- _To do_
Find and copy each line of the listing below that has the word "instance" in it.

- _Material provided_

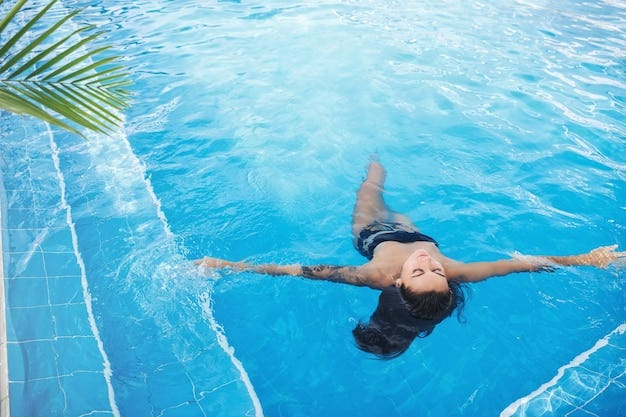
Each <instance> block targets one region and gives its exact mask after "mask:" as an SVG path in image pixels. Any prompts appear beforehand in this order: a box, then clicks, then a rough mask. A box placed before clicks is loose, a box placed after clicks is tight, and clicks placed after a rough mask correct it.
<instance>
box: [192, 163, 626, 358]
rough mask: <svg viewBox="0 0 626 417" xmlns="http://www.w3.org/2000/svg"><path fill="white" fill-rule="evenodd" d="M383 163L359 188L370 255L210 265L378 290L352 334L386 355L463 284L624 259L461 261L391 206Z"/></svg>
mask: <svg viewBox="0 0 626 417" xmlns="http://www.w3.org/2000/svg"><path fill="white" fill-rule="evenodd" d="M385 175H386V174H385V170H384V168H383V167H382V165H381V164H380V163H378V162H377V161H372V162H371V163H370V164H369V167H368V172H367V177H366V178H365V180H364V181H363V183H362V184H361V186H360V187H359V189H358V191H357V200H356V204H355V207H354V212H353V216H352V234H353V239H354V245H355V248H356V249H357V250H358V251H359V253H361V254H362V255H363V256H365V257H366V258H368V259H369V261H368V262H366V263H364V264H362V265H358V266H342V265H300V264H292V265H276V264H260V265H254V264H249V263H246V262H235V261H228V260H224V259H218V258H211V257H205V258H202V259H199V260H197V261H196V264H197V265H200V266H202V267H207V268H231V269H233V270H235V271H252V272H258V273H262V274H268V275H289V276H300V277H305V278H309V279H317V280H326V281H333V282H339V283H345V284H350V285H356V286H366V287H369V288H372V289H375V290H380V291H381V295H380V298H379V304H378V306H377V309H376V311H375V312H374V313H373V314H372V316H371V317H370V320H369V322H368V323H366V324H364V323H359V325H358V326H357V327H356V328H355V329H354V331H353V334H354V337H355V339H356V341H357V344H358V346H359V348H361V349H363V350H366V351H368V352H371V353H374V354H377V355H379V356H381V357H393V356H397V355H399V354H401V353H402V352H404V351H405V350H406V349H407V348H408V346H409V345H410V343H411V342H412V341H413V340H414V339H415V337H423V336H427V335H428V334H430V333H431V332H432V331H433V329H434V327H435V325H436V324H438V323H439V322H441V321H442V320H443V319H445V318H446V317H448V316H450V315H451V314H452V313H453V311H454V310H455V309H457V310H458V311H460V309H462V307H463V305H464V292H463V286H464V285H466V284H467V283H473V282H478V281H482V280H485V279H487V278H491V277H495V276H503V275H508V274H511V273H516V272H532V271H547V272H550V271H553V270H554V269H555V267H557V266H577V265H588V266H594V267H599V268H605V267H607V266H608V265H609V264H611V263H614V262H617V261H623V259H624V258H625V257H626V252H616V251H615V249H616V248H617V245H613V246H604V247H599V248H596V249H594V250H592V251H590V252H588V253H585V254H580V255H570V256H551V255H550V256H523V257H515V258H510V259H502V260H497V261H491V262H470V263H464V262H460V261H457V260H455V259H452V258H449V257H447V256H445V255H444V254H442V253H441V251H440V250H439V247H438V244H437V242H436V240H435V239H433V238H432V237H430V236H428V235H425V234H423V233H421V232H420V230H419V229H418V228H417V227H416V226H415V225H414V224H413V222H412V221H411V220H410V219H409V218H407V217H406V216H404V215H402V214H400V213H397V212H394V211H392V210H391V209H389V207H388V206H387V205H386V204H385V202H384V199H383V195H382V192H383V184H384V180H385Z"/></svg>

- _Exercise answer_
Each <instance> block targets one region and gives its exact mask after "mask:" as an SVG path in image pixels. Any prompts appear beforehand in this order: a box, then clicks, then a rough mask. A box placed before clicks is loose, a box placed after clicks is tight, and clicks placed after a rough mask correct it.
<instance>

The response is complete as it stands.